- Set exercise: How many lines in the entries below contain the string "hazy", matching case exactly? Reply with the number alone.

** BEGIN **

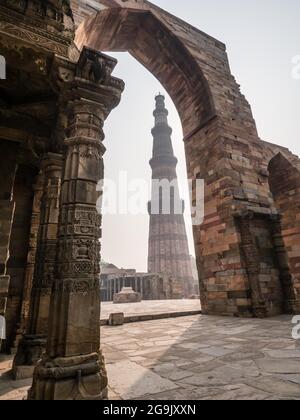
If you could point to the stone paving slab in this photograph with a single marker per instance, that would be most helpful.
(197, 357)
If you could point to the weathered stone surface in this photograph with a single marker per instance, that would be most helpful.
(130, 380)
(127, 295)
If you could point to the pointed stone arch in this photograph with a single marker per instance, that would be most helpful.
(150, 41)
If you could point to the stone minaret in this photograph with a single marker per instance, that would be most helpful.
(168, 244)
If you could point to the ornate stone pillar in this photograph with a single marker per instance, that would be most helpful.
(73, 366)
(33, 344)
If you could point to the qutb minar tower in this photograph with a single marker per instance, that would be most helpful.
(168, 244)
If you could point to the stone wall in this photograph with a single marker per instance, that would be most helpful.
(284, 182)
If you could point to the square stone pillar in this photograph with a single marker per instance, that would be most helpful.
(8, 152)
(33, 343)
(73, 367)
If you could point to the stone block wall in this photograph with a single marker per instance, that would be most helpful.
(284, 180)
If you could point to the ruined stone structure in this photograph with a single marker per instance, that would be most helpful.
(53, 105)
(150, 286)
(168, 244)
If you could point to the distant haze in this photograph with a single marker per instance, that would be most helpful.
(262, 37)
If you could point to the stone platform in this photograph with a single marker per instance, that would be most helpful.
(150, 310)
(197, 357)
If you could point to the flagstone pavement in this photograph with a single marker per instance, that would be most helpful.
(196, 357)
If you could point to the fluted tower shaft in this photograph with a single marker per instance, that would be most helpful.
(168, 244)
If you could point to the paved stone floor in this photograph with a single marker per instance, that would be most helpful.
(150, 307)
(196, 357)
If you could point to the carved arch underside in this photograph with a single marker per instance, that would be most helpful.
(150, 42)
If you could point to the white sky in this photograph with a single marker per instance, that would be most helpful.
(262, 37)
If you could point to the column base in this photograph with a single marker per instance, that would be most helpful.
(260, 311)
(29, 353)
(70, 378)
(292, 307)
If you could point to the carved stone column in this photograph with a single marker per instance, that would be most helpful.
(250, 252)
(33, 344)
(73, 366)
(291, 306)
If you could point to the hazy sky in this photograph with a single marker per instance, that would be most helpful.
(262, 37)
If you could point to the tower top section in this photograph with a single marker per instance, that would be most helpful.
(160, 113)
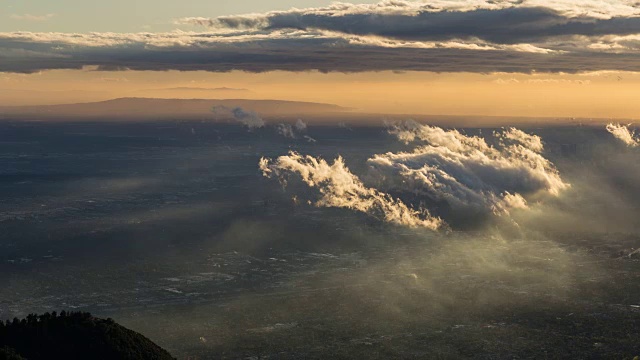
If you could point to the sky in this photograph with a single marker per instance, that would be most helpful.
(564, 58)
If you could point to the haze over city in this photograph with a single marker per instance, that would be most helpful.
(313, 179)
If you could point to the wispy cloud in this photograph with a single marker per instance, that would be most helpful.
(30, 17)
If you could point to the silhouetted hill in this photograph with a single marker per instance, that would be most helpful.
(150, 108)
(73, 336)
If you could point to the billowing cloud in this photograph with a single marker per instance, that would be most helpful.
(340, 188)
(248, 118)
(467, 172)
(464, 172)
(622, 133)
(440, 36)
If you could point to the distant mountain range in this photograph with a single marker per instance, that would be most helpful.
(152, 108)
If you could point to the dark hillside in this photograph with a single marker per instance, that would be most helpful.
(73, 336)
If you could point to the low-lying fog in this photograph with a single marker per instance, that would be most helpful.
(295, 241)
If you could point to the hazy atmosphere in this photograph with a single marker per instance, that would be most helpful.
(313, 179)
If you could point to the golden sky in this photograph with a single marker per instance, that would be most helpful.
(598, 94)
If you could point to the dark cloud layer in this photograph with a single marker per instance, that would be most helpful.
(508, 25)
(473, 36)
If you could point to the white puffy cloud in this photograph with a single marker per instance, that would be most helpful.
(293, 131)
(622, 133)
(248, 118)
(465, 172)
(340, 188)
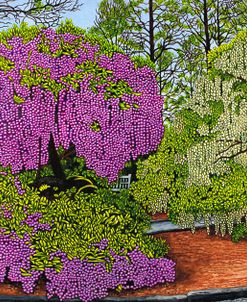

** END **

- Task result: 2